## JOBS:
**a)** Write out part of the languages thread word for word, starting at "## Shiny Grimer" and ending after "always get me.".
**b)** In the languages thread, at about what age did the first poster start learning English?

## PASSAGE GIVEN:
▼▼▼
# Languages



## Shiny Grimer (Nov 11, 2008)

So, do any of you speak a language other than English? Are any of you studying any other languages? I know there are always interesting results here on TCoD. :P

My first language is Spanish. I began learning English at around four years of age and I would say I know English fluently (possibly better than most of the people around me). I can speak Spanish pretty well, but writing it is what kills me. Those accents always get me.

Speaking of accents, I would _love_ to have a New York Accent. Forget the posh accent (are you happy, UKians? _are you happy?_); the NY accent has character and just general awesome. Plus, New York is a pretty cool place.

I am studying French right now. Why? French is cool and useful. I am independently studying Russian now (:3 I'm getting a Russian grammar book for Christmas) and woud like to learn Icelandic, Hindi, Welsh or Cornish, and something African (Zulu?) in the future. The Japanophile in me wants to have a go at Japanese, but yeah I doubt that I should try it now.
▲▲▲
## PROVIDED RECORDS:
▼▼▼
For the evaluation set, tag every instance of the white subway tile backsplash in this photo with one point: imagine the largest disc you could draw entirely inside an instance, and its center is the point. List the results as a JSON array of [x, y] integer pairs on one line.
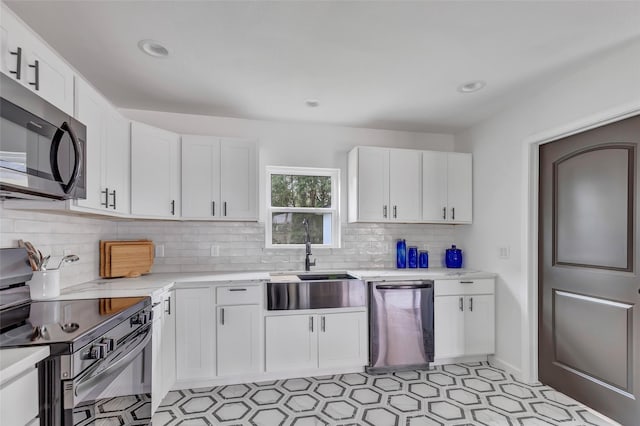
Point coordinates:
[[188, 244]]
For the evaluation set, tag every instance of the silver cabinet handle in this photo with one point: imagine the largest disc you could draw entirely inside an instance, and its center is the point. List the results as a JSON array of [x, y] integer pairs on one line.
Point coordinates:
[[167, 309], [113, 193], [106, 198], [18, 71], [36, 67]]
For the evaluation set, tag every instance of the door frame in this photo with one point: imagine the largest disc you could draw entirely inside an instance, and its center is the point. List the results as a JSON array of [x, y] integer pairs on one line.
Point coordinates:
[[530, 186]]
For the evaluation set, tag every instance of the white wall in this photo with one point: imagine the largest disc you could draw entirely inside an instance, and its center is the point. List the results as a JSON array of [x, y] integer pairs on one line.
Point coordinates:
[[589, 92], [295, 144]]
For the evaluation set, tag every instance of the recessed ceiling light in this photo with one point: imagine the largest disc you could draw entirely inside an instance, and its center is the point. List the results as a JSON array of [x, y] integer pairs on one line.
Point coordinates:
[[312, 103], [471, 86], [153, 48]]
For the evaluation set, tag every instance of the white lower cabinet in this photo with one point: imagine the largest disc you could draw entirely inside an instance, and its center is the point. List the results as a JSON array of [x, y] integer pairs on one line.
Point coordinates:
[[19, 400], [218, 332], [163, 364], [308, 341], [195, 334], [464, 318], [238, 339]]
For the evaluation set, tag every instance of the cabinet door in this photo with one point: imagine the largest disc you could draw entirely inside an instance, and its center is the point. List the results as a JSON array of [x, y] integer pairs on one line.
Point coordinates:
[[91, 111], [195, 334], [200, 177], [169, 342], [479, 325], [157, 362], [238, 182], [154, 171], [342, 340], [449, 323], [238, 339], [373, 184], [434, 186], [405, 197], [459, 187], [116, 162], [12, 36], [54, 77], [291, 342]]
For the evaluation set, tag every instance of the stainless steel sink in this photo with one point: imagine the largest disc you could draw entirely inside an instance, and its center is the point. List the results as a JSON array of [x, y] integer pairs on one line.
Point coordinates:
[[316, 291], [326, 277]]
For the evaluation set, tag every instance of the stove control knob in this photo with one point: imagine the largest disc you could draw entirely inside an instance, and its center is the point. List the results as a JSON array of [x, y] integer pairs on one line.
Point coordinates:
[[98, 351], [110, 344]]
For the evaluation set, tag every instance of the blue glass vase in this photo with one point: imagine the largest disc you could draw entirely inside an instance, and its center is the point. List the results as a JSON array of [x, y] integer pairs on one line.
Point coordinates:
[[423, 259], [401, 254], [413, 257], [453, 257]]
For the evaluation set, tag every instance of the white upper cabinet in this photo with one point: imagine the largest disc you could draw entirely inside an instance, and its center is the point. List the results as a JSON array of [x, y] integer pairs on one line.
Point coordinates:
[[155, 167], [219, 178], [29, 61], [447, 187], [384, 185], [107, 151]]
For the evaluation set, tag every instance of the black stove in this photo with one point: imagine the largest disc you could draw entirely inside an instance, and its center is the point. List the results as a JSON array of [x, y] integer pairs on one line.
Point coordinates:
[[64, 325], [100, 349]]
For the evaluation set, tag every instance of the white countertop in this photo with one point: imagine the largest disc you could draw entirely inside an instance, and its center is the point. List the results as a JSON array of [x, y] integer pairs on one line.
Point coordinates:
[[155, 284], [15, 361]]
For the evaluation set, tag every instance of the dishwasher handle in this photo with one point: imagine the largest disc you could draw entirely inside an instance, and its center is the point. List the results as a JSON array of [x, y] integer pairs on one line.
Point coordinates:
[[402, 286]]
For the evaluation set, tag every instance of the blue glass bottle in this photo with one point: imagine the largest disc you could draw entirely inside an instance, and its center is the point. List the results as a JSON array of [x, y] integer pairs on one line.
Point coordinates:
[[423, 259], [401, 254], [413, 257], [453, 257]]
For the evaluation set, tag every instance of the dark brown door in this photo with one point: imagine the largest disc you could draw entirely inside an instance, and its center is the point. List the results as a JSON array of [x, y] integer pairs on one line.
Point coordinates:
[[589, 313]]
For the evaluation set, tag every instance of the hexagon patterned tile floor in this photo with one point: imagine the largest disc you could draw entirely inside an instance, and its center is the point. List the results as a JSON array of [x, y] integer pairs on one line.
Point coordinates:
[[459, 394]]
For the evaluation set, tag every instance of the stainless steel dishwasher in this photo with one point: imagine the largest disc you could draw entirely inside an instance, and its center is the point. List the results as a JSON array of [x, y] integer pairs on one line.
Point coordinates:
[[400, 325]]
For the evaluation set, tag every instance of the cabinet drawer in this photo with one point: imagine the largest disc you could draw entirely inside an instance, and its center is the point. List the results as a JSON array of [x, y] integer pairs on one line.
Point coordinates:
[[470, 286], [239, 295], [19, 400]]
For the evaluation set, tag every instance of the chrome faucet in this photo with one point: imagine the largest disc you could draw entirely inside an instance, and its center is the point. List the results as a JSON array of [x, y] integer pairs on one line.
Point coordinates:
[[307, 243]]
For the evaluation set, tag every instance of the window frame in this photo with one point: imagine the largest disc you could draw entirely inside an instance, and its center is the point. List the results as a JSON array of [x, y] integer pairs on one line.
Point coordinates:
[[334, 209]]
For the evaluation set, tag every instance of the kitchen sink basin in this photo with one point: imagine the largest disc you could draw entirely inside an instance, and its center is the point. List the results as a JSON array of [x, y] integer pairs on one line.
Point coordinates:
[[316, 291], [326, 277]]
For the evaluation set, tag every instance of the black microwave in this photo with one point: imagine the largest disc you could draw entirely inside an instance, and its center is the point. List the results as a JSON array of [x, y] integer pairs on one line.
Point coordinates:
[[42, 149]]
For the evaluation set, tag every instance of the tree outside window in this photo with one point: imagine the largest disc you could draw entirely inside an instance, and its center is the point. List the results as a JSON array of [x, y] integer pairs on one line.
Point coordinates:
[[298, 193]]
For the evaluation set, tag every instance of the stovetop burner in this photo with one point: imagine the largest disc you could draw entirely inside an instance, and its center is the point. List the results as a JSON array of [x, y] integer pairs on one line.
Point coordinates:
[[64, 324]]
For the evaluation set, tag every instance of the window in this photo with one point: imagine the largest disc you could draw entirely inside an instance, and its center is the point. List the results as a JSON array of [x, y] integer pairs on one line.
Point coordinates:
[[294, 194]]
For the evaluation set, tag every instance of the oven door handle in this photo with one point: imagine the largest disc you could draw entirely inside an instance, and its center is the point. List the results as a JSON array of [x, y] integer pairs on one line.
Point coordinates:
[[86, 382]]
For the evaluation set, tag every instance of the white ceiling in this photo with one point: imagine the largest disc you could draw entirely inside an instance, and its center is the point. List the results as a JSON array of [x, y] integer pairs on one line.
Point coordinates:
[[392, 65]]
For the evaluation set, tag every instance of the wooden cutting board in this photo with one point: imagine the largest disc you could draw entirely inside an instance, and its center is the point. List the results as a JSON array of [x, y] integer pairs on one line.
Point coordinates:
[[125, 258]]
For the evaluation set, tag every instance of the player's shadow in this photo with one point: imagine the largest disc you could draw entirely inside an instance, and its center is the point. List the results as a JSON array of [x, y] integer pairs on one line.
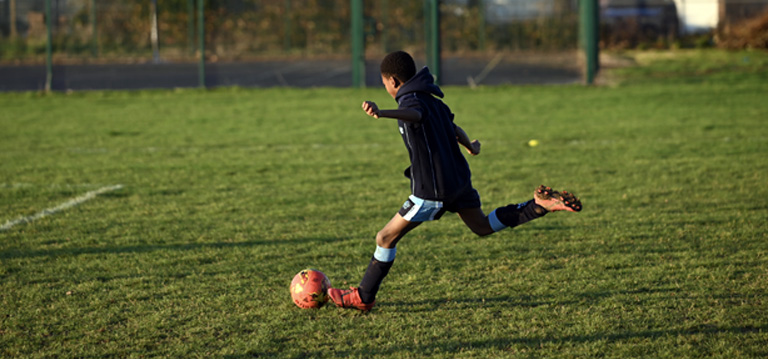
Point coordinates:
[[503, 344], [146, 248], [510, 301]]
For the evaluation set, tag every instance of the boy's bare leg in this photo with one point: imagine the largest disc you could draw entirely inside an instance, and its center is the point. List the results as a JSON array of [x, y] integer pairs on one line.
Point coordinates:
▲▲▲
## ANSWERS BELOW:
**a)**
## Shiny Grimer (Nov 11, 2008)

So, do any of you speak a language other than English? Are any of you studying any other languages? I know there are always interesting results here on TCoD. :P

My first language is Spanish. I began learning English at around four years of age and I would say I know English fluently (possibly better than most of the people around me). I can speak Spanish pretty well, but writing it is what kills me. Those accents always get me.

**b)** Around four years of age.